== Supplied data

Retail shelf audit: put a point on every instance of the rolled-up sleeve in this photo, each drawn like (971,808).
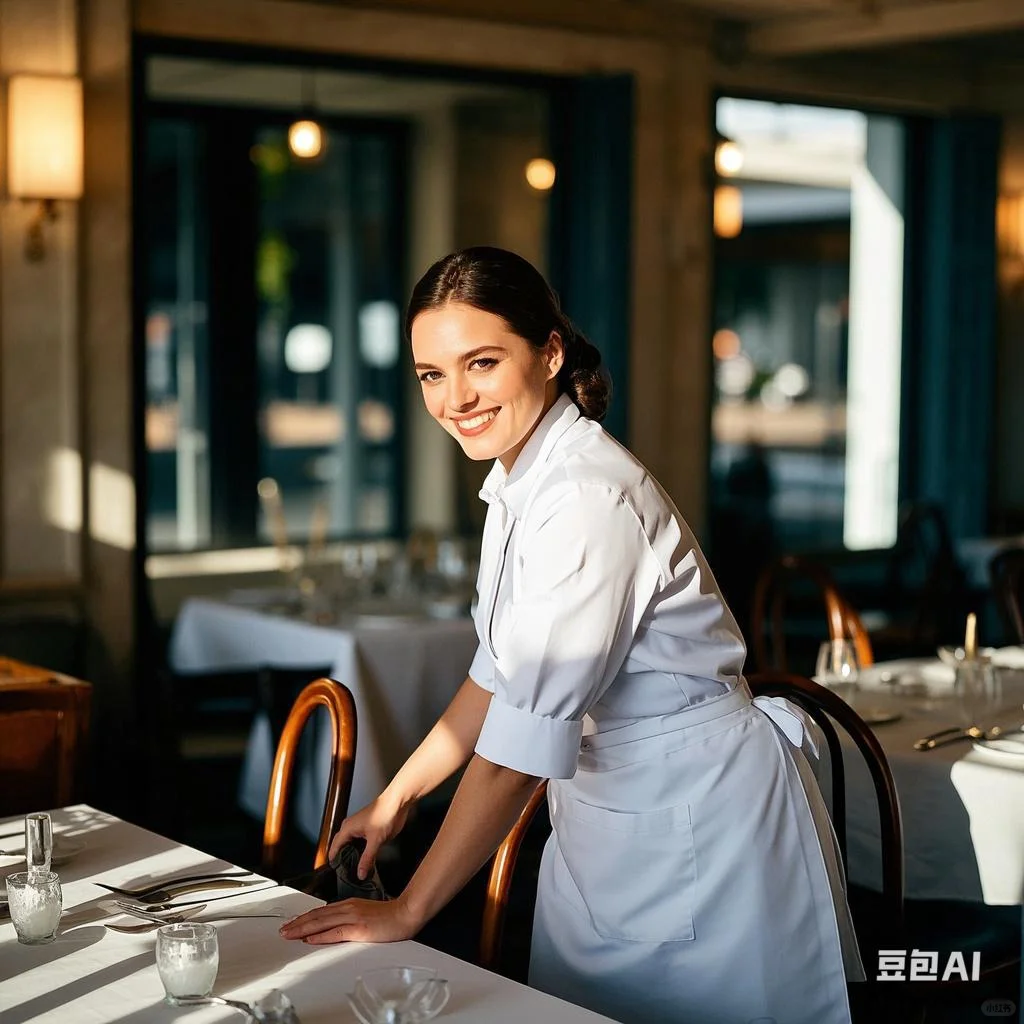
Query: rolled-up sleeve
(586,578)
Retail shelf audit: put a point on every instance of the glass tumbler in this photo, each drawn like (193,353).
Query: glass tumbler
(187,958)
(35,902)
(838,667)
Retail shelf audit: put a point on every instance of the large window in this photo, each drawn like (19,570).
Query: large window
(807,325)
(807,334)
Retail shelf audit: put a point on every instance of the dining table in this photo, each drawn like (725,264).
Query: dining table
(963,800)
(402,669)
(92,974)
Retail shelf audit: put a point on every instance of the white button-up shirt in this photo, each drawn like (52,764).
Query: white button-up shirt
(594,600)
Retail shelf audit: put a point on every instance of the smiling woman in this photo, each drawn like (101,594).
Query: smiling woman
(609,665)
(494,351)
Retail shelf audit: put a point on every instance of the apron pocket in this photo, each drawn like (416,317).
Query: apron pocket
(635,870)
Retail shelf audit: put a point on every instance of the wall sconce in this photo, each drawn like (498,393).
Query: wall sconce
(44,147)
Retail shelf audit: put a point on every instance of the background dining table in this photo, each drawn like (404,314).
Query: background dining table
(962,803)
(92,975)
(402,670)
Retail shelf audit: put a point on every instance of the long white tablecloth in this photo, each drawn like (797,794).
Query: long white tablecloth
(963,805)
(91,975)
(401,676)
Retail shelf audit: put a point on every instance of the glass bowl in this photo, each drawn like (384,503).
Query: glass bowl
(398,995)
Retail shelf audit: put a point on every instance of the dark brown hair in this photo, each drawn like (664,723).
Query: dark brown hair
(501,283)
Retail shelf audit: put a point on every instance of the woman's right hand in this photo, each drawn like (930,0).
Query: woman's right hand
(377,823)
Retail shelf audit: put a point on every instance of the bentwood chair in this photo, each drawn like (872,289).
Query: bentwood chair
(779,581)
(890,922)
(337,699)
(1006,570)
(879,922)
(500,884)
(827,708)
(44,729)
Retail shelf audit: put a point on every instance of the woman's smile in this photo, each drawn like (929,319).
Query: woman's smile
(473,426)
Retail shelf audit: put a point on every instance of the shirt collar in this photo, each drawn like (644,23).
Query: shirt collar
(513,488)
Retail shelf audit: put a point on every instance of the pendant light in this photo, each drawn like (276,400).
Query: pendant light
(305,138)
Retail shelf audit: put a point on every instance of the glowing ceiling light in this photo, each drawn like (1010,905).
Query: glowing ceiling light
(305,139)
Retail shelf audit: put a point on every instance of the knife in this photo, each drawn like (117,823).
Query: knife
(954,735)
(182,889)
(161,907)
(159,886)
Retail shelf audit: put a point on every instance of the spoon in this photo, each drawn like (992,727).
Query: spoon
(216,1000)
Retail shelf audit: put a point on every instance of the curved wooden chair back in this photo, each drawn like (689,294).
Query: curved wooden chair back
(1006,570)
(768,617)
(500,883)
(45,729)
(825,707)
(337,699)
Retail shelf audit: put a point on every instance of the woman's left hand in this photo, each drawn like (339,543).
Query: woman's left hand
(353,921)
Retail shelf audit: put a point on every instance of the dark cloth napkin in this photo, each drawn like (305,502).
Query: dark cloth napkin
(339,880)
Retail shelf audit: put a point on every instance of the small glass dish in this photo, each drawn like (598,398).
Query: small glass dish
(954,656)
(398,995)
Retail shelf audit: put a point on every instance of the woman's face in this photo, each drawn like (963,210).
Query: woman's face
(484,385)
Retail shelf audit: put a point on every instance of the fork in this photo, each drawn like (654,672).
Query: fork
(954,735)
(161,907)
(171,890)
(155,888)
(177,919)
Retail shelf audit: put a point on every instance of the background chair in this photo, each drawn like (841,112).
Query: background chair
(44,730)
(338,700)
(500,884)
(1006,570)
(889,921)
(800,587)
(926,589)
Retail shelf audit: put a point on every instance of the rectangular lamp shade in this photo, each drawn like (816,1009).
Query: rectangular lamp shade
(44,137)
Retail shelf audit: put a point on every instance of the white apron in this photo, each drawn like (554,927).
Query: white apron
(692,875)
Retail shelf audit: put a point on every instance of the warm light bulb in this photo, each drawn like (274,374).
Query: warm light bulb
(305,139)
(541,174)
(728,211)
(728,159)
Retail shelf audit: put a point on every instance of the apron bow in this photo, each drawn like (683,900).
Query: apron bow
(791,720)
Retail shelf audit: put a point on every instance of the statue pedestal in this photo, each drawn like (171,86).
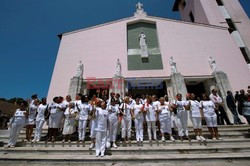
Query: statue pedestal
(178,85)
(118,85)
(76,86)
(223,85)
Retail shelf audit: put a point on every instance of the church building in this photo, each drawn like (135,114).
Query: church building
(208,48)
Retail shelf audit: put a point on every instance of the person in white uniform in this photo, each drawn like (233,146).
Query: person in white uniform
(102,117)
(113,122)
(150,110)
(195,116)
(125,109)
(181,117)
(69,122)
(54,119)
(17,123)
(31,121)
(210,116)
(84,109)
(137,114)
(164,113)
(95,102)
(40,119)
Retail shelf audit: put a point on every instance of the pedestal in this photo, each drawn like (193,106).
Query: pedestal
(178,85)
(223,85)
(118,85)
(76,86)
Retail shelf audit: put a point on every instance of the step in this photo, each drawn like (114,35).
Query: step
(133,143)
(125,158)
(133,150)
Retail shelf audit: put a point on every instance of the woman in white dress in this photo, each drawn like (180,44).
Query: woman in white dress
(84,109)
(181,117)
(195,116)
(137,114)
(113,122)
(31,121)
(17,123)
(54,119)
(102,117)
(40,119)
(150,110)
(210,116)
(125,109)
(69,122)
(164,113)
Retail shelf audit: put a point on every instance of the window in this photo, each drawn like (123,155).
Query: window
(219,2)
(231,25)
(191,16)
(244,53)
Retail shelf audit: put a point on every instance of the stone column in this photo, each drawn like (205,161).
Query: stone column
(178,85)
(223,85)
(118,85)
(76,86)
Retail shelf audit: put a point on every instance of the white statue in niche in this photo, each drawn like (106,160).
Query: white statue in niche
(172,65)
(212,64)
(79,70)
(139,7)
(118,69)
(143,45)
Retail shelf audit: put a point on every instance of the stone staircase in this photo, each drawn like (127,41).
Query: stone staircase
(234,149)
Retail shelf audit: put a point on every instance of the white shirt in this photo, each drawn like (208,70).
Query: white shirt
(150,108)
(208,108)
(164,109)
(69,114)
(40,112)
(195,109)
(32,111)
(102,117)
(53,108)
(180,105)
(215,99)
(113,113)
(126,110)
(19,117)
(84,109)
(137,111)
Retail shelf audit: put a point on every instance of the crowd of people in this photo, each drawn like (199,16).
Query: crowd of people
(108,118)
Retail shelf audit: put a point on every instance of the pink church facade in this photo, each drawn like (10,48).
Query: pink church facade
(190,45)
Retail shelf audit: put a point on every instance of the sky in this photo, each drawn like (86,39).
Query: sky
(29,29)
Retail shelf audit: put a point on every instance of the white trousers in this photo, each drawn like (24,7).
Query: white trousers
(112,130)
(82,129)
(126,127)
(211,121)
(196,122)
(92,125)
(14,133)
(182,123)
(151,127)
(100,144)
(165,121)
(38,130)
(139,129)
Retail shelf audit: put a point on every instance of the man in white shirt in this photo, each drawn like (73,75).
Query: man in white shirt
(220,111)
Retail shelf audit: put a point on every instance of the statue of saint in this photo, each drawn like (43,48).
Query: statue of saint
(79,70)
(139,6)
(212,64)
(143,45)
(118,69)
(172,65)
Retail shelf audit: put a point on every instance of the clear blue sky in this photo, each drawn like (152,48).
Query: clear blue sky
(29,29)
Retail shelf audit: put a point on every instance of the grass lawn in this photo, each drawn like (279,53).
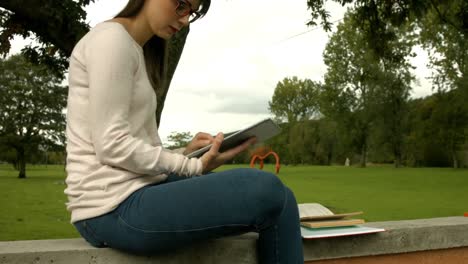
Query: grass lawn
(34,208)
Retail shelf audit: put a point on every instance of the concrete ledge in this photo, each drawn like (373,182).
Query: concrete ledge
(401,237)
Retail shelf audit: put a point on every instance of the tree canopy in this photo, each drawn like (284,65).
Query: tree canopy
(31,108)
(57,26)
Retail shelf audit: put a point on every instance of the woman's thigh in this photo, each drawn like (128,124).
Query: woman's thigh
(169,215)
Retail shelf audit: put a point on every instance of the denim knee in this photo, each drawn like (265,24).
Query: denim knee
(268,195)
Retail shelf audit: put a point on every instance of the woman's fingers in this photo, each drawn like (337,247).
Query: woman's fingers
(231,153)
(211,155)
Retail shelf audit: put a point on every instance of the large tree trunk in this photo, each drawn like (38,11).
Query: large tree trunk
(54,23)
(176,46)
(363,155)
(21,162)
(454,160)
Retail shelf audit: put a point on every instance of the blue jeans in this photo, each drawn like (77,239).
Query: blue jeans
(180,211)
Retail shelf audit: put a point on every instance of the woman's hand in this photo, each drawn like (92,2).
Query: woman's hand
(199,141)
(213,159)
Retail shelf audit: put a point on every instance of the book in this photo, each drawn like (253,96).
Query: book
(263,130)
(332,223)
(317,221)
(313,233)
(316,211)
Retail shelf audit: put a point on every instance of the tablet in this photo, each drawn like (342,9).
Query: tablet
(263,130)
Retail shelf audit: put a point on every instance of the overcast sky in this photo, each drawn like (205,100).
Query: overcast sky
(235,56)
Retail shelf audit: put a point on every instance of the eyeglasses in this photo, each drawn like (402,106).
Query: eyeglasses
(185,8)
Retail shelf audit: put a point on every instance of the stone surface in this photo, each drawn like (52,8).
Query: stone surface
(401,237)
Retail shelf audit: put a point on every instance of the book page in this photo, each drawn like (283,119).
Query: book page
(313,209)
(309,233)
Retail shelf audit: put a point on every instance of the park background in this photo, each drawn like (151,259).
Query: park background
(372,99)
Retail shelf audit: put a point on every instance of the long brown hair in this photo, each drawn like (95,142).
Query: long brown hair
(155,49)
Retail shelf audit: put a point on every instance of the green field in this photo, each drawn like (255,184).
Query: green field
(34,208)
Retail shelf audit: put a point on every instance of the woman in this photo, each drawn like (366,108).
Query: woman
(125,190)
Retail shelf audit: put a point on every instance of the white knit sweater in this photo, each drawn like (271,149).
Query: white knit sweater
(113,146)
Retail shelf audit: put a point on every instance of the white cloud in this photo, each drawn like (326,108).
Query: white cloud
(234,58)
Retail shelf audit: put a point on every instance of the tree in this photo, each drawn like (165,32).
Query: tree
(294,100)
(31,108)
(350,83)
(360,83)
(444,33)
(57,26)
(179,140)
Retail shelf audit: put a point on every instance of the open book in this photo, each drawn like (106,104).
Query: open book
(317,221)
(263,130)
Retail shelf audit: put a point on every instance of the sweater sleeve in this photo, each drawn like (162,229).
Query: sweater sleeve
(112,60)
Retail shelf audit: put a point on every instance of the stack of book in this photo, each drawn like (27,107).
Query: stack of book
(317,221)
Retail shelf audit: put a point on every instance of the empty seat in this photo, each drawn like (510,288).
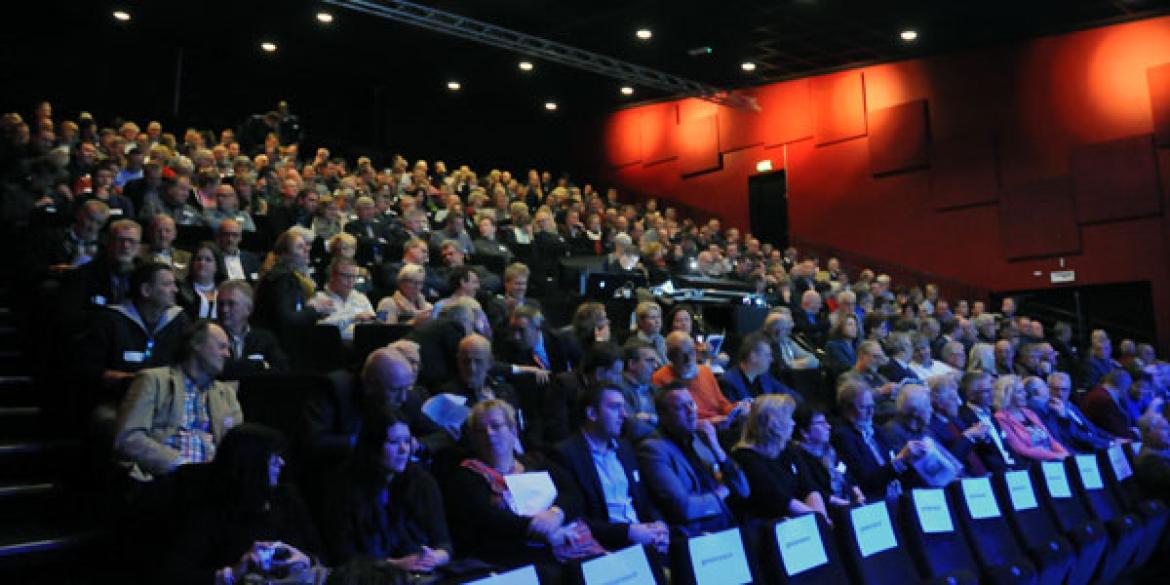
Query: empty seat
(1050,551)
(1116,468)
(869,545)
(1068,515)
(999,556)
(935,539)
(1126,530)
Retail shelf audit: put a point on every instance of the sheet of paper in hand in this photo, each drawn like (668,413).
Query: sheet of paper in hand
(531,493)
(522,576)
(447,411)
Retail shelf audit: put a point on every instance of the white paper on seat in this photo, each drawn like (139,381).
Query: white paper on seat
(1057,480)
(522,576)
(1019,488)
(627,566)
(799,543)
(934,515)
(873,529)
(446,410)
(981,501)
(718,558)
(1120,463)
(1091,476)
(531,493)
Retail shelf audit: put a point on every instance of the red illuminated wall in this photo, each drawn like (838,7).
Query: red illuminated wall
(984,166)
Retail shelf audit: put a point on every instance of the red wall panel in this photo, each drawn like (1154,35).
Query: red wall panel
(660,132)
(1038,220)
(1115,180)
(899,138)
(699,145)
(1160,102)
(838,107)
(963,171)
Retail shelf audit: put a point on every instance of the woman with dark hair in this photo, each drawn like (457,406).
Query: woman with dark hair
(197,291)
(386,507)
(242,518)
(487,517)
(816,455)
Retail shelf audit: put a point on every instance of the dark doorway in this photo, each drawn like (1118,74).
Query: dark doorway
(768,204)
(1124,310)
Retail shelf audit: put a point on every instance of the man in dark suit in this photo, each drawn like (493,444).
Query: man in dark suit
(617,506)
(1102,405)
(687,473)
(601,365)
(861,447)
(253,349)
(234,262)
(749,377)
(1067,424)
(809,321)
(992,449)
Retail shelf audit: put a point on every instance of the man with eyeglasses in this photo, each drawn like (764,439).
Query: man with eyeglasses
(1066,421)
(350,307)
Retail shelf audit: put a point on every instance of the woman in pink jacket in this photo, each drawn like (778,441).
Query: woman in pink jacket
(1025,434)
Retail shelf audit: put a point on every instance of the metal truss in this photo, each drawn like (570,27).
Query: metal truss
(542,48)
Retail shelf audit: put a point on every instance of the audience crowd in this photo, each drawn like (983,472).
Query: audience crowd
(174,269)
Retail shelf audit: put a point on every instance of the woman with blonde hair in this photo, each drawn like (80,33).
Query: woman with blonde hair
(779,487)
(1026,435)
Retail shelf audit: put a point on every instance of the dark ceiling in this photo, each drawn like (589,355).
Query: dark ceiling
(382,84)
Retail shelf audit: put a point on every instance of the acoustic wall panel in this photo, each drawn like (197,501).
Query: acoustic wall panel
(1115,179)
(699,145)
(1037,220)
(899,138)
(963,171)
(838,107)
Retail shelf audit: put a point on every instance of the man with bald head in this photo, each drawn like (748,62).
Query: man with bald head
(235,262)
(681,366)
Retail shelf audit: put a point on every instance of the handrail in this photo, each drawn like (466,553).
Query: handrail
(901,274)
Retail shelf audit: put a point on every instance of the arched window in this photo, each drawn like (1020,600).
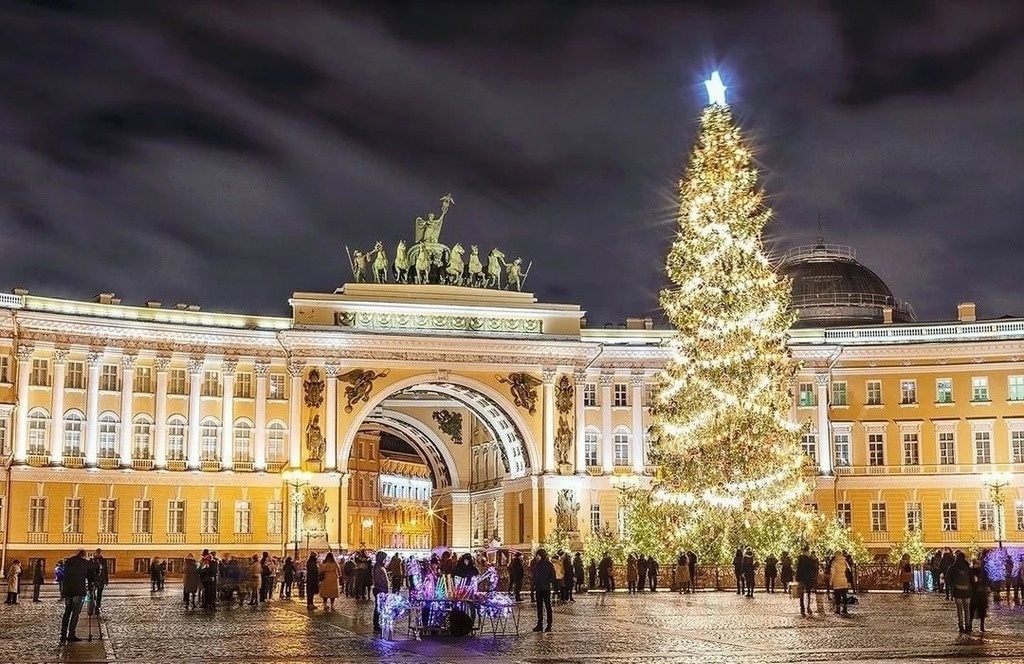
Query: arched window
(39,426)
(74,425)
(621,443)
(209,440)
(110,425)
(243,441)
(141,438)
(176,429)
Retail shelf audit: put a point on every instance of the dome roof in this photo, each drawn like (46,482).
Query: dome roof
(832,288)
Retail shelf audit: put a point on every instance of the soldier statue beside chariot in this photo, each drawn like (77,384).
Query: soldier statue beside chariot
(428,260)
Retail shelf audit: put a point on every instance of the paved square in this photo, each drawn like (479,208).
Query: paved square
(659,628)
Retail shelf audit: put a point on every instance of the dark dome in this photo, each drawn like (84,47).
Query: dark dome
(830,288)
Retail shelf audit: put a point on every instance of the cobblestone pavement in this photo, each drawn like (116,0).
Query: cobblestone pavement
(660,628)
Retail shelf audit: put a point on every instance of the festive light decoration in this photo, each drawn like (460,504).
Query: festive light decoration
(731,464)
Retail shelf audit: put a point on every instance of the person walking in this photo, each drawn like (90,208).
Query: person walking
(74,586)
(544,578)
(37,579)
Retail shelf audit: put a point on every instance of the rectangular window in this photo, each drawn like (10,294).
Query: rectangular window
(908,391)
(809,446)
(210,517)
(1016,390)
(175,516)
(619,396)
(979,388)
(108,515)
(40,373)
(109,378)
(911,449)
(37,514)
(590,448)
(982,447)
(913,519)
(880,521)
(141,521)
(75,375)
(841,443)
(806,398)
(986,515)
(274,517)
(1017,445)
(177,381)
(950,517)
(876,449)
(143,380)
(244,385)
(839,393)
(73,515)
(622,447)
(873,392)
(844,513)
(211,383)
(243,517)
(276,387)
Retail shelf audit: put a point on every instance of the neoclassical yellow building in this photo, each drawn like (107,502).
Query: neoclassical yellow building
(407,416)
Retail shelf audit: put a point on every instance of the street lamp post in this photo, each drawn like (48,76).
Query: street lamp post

====

What to do =
The answer consists only of the lines from the one containing "drawn like (460,504)." to the end of the records, each written out exactly.

Response to this task =
Retail shelf audit: put a point on every instance of the festive light decoration in this photo, each drawn like (460,504).
Query: festive light decoration
(731,464)
Retail shelf audit: put a point on every instance of the person walking in this photo, each drawn like (90,208).
Query: person walking
(74,586)
(544,578)
(37,579)
Retail shelf audit: put a point on every instance of the rectangular window in this photo, each drawn like (10,294).
Query: rectangular window
(908,391)
(809,446)
(210,517)
(1016,390)
(175,516)
(619,396)
(979,388)
(108,515)
(40,373)
(109,378)
(911,449)
(37,514)
(590,448)
(982,447)
(913,519)
(880,521)
(141,521)
(75,375)
(841,443)
(806,398)
(986,515)
(274,517)
(1017,445)
(177,381)
(950,517)
(876,449)
(143,380)
(244,385)
(839,393)
(73,515)
(622,447)
(873,392)
(844,513)
(211,383)
(243,517)
(276,387)
Retail shelf audit: put a point on every instance of the neoclassical yellow building in this photo, each drawn like (107,502).
Query: neoclassical yellow building
(407,416)
Retail shelf audit: put a point on every instance of the street lamp post in this photo, each drawn like (48,76).
Query: street lamp post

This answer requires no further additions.